**Exercise goal:**
Which two polymers does the conference abstract say were used in the study?

**Passage shown:**
════════
AAAR 37th Annual Conference October 14 - October 18, 2019 Oregon Convention Center Portland, Oregon, USA
Abstract View
The Effect of Molecular Weight on the Phase Separation of Polymer-Polymer Aerosol Particles
EMILY-JEAN OTT, Miriam Freedman, The Pennsylvania State University
Abstract Number: 458 Working Group: Aerosol Chemistry
Abstract The creation of core shell polymer aerosol particles often occurs by following typical nanoparticle synthesis methods and then aerosolizing the solution that contains the nanoparticles. We are able to create polymer aerosols directly from a solution, and the particles show predictable morphologies. We atomize solutions containing two water soluble polymers that are able to under to liquid-liquid phase separation, rapidly dry the particles, and then impact them on carbon grids. The particles are then studied using cryo-transmission electron microscopy. The images are analyzed for particle area equivalent diameters and morphology. The polymers used in this study are polyethylene glycol (PEG) and dextran. By imaging submicron particles composed of these polymers with particle diameters as small as approximately 30 nm, we are able to determine that the particles exhibit a size dependent morphology. The larger particles undergo phase separation and exist in a core shell morphology, while smaller particles do not and maintain a homogenous morphology. We show that the region of particle sizes where morphology transitions from phase separated to homogenous can be tuned by changing the molecular weight of the polymers. We kept the monomer ratio between the PEG and dextran polymers approximately the same as we changed the molecular weights. In the molecular weight range studied, systems composed of low molecular weight polymers maintained a homogenous morphology in particles at larger sizes than systems composed of polymers with higher molecular weights. We are able to model this trend by using a system of equations that combine classical nucleation theory and Flory-Huggins theory. These morphology tunable aerosol particles could have potential applications in the pharmaceutical and sensor industries.
════════
**Source data:**
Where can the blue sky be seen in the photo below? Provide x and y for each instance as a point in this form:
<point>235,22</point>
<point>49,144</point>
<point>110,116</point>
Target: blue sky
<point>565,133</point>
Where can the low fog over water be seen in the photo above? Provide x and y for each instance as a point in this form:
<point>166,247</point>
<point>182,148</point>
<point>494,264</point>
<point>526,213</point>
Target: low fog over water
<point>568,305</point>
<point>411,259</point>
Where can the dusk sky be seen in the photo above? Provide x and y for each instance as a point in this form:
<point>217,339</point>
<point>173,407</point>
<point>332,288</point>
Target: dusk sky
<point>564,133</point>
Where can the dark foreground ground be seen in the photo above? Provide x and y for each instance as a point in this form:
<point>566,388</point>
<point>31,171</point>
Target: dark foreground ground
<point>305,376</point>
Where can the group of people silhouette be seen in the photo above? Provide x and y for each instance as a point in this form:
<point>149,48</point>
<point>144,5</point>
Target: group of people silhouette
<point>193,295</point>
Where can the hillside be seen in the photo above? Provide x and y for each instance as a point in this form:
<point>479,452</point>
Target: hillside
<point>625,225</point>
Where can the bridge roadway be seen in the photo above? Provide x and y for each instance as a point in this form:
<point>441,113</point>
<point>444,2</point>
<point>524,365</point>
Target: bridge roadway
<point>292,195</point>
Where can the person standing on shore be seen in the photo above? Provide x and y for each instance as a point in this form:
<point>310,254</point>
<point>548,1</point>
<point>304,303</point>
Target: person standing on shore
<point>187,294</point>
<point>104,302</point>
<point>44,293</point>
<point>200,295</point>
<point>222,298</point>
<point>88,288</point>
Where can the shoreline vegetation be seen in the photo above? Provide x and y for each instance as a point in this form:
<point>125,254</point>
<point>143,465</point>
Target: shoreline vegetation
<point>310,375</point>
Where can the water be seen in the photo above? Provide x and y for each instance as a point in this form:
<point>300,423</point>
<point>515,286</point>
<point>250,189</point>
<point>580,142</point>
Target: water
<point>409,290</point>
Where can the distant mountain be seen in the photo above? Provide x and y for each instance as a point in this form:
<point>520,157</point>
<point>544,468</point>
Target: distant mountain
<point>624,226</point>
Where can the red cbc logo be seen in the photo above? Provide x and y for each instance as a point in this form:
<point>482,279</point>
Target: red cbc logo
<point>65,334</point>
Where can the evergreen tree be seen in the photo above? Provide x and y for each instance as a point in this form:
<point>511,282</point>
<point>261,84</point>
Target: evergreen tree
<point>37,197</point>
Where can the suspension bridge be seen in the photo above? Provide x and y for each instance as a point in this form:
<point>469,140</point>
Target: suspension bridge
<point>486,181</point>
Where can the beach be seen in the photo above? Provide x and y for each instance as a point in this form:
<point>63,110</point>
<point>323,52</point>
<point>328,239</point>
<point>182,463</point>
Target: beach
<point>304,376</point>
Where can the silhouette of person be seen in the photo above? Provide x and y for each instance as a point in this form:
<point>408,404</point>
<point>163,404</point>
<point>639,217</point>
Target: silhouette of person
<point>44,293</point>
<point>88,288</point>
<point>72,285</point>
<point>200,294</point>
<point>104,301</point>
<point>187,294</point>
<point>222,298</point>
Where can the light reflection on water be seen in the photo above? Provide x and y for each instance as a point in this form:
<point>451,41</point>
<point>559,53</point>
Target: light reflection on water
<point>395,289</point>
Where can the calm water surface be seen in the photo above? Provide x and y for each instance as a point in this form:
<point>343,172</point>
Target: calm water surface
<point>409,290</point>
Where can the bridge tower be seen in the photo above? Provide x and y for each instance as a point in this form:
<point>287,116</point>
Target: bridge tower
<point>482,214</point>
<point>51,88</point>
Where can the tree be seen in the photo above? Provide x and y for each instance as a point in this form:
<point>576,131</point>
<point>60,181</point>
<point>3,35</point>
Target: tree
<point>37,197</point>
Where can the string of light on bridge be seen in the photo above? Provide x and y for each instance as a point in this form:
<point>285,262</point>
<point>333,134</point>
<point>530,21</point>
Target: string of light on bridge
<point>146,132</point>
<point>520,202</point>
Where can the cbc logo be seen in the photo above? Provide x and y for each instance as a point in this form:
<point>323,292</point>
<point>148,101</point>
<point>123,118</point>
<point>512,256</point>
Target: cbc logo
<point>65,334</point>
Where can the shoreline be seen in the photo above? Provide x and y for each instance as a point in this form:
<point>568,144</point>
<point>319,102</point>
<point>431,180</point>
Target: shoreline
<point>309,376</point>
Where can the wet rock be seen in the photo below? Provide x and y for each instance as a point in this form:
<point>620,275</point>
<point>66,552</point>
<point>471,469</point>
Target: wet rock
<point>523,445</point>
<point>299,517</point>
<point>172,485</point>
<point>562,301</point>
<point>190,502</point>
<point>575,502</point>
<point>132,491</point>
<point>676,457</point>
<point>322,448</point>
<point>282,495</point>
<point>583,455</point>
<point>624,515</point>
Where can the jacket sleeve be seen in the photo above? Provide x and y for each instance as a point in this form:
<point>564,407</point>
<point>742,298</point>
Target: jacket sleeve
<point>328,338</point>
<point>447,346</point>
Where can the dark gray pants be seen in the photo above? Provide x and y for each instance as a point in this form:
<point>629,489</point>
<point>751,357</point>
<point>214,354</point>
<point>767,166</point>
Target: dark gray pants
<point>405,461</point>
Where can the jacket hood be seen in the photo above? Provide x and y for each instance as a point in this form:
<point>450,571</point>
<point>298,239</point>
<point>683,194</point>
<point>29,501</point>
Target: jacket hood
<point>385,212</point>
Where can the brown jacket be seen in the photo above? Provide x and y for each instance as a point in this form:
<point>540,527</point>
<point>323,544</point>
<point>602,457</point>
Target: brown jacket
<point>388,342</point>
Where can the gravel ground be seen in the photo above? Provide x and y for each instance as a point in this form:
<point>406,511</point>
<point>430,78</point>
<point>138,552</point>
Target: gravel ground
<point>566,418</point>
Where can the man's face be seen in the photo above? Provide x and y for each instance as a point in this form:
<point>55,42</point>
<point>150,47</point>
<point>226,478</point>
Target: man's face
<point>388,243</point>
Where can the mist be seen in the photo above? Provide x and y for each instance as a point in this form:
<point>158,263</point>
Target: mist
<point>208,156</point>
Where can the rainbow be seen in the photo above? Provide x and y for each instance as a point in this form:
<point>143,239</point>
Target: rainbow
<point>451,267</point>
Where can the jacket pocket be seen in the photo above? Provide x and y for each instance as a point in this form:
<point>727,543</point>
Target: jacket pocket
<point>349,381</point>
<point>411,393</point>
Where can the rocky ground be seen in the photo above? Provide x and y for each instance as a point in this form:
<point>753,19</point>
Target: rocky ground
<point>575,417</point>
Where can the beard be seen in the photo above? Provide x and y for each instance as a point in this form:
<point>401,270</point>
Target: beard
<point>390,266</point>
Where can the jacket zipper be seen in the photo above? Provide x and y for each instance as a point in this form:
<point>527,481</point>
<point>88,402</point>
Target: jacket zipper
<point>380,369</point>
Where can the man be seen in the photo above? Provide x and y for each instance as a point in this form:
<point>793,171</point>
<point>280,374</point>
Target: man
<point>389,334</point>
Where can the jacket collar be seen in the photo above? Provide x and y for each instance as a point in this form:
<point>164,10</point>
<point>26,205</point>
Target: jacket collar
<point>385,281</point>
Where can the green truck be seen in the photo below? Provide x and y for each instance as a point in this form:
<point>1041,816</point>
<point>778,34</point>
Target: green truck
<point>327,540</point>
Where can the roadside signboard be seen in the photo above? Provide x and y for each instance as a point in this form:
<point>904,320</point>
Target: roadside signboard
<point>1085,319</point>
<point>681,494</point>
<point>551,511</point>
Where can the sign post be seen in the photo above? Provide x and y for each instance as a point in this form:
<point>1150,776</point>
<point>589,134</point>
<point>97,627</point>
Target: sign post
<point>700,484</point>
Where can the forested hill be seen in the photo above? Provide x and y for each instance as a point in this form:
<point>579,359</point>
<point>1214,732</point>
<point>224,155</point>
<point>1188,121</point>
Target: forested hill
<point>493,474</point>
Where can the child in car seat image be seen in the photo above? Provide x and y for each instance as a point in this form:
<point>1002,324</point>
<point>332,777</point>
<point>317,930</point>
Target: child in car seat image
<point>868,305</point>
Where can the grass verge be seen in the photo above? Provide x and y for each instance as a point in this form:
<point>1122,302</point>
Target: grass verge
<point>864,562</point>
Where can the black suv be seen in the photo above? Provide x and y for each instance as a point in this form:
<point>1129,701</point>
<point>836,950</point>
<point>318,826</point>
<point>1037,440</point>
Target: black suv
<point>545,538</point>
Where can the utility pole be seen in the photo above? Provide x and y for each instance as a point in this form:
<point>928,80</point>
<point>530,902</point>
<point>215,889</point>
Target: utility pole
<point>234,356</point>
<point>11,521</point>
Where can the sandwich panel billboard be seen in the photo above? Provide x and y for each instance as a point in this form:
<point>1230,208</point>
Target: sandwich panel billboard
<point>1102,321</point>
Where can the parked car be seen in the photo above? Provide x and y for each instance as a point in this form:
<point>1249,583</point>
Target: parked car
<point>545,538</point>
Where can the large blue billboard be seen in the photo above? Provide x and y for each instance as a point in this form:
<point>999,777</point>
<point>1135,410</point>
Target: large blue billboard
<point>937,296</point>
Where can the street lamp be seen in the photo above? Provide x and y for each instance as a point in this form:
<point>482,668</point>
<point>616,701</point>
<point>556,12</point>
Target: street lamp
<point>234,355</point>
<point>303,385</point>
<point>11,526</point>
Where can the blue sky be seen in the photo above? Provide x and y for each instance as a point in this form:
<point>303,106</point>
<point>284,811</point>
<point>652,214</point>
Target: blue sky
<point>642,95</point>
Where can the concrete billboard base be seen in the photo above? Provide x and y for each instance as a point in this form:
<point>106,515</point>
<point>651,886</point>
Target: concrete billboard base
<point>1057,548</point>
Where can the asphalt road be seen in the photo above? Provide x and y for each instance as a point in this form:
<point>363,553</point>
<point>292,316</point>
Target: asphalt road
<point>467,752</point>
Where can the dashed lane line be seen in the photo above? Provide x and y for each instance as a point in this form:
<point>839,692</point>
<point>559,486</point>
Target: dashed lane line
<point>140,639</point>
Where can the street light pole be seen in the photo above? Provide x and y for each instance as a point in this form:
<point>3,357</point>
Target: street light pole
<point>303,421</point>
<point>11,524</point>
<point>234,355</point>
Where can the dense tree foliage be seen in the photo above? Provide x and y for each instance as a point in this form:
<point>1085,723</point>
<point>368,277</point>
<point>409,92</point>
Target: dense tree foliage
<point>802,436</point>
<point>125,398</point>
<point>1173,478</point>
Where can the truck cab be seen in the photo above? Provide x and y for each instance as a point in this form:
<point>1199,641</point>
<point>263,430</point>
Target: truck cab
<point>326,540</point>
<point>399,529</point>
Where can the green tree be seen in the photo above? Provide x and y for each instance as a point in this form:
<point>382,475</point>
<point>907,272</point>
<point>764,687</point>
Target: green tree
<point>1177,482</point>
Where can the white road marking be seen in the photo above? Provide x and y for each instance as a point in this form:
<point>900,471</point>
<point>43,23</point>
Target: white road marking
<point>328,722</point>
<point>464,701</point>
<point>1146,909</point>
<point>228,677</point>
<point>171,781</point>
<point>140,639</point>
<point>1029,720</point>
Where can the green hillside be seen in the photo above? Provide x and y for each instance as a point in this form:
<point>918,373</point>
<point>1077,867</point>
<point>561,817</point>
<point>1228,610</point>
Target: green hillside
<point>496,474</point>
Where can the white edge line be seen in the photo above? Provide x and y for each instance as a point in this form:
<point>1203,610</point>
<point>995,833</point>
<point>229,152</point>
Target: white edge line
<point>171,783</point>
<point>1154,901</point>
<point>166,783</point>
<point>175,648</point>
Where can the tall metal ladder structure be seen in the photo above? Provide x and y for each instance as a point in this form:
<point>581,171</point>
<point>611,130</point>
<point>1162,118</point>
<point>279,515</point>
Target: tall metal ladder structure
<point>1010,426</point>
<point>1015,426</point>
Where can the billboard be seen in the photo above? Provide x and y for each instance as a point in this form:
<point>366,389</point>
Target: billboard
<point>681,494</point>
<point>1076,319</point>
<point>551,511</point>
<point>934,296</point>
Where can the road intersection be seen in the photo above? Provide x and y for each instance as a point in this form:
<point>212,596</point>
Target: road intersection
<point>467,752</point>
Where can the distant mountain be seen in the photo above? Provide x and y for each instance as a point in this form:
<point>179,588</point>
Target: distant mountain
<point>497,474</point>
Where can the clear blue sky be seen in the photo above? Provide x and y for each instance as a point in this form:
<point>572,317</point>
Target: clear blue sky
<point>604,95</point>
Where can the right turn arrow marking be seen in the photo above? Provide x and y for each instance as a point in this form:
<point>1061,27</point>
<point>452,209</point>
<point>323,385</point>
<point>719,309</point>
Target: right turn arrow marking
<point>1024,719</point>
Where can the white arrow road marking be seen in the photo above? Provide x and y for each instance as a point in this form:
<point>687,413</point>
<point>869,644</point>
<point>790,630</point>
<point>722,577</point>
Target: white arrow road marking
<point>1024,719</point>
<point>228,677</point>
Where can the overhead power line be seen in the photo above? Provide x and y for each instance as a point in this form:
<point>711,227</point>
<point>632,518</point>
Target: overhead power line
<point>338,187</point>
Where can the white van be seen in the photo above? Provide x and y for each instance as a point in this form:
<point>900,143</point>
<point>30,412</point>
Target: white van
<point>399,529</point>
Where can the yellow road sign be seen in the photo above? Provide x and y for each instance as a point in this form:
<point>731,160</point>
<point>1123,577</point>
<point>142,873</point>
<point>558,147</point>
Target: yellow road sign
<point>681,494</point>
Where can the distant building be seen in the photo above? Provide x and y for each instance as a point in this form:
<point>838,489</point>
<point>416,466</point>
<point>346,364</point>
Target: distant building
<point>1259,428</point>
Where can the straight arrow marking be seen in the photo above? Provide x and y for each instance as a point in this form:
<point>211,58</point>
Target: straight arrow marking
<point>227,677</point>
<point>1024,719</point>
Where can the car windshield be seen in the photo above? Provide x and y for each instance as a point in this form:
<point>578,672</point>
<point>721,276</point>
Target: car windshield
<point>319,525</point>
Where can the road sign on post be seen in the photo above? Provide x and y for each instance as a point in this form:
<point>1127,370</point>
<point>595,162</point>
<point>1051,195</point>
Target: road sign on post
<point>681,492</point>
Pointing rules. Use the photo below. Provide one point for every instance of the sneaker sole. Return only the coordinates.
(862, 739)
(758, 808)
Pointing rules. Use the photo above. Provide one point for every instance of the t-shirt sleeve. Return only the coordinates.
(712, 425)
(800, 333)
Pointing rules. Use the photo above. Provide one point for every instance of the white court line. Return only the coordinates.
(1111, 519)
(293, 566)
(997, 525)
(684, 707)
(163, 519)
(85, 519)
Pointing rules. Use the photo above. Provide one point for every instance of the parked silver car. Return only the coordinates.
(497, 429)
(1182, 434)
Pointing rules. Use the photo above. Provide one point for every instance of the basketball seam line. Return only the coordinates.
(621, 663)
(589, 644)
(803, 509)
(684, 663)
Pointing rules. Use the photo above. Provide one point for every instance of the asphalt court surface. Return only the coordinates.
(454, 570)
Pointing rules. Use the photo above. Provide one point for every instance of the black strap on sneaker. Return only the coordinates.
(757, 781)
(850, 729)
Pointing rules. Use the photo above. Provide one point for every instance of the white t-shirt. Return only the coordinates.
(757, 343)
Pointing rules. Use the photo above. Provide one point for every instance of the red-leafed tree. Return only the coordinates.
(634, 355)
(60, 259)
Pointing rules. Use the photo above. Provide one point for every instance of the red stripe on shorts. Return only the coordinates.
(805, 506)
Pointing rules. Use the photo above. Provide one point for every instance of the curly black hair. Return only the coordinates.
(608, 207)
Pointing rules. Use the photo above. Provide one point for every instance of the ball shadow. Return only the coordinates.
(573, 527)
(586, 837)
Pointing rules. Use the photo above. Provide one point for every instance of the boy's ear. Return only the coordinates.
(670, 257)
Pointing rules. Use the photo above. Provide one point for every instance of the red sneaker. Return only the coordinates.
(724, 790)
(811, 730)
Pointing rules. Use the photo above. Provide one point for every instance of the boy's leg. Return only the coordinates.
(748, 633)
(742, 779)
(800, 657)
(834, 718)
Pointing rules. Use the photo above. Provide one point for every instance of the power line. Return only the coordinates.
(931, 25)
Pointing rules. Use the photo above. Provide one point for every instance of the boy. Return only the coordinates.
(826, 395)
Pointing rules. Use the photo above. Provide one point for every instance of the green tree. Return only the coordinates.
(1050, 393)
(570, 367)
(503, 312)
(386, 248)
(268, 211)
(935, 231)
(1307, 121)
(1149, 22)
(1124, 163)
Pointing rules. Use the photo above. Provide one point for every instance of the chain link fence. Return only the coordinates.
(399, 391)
════════
**Response for this exercise:**
Polyethylene glycol (PEG) and dextran.